* Working data:
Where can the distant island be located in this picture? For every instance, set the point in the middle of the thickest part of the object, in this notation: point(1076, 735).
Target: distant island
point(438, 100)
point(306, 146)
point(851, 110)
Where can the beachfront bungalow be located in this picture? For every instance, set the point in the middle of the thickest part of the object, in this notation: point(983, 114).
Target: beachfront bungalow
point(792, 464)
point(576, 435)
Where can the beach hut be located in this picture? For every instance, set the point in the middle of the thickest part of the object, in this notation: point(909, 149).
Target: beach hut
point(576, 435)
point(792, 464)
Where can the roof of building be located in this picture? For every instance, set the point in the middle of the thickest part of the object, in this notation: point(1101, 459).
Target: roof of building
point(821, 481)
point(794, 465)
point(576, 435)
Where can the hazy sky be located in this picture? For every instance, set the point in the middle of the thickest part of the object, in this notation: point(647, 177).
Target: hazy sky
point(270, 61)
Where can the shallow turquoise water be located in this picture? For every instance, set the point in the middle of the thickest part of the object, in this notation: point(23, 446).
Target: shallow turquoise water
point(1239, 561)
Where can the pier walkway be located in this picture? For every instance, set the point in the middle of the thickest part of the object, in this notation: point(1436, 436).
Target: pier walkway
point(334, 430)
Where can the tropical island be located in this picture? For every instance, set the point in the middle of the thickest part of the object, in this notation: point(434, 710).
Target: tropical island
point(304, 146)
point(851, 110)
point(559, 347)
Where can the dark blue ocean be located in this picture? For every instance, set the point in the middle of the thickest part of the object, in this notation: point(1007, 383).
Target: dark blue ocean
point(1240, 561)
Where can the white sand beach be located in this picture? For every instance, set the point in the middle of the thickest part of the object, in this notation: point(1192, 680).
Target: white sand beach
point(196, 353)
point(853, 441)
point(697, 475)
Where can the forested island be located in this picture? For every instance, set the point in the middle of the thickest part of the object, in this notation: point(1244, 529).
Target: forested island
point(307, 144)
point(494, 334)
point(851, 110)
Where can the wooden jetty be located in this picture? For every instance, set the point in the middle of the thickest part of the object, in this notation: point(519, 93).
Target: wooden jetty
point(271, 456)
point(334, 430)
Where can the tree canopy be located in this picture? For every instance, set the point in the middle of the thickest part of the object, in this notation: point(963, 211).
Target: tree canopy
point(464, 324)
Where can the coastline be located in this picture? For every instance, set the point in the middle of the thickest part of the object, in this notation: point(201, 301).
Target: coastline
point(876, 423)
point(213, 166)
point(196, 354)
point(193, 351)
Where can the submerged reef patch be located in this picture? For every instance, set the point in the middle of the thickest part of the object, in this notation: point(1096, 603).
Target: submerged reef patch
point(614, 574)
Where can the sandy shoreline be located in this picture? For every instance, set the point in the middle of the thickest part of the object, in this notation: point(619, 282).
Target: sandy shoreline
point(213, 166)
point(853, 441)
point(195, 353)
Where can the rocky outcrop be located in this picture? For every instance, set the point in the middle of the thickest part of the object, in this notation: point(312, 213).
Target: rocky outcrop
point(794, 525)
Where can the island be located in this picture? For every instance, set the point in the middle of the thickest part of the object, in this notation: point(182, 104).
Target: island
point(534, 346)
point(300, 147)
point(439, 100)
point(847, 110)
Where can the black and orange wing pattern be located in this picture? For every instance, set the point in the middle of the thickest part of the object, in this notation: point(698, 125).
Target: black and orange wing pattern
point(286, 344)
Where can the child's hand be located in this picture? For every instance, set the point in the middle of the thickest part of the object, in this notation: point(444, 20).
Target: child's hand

* Required task: Rewrite the part of the records that opens with the line containing "Where can the island" and runs through the end of the records, requests included, shifting each answer point by adding 147 to both of its coordinates. Leave the sample points inside the requests unchanged.

* Solution to this exercise:
Where can the island be located in this picture? For every instance, set the point in the middle of the thickest part of the object, in this notation: point(182, 104).
Target: island
point(681, 493)
point(447, 294)
point(586, 247)
point(994, 257)
Where can the black and orange wing pattern be located in this picture? For every instance, set the point in the middle of the thickest part of the object, in this notation: point(698, 125).
Target: black and orange wing pattern
point(433, 491)
Where can the child's hand be located in this picture? For every instance, set the point in the middle of the thickest part of the object, in this notation: point(444, 20).
Target: child's hand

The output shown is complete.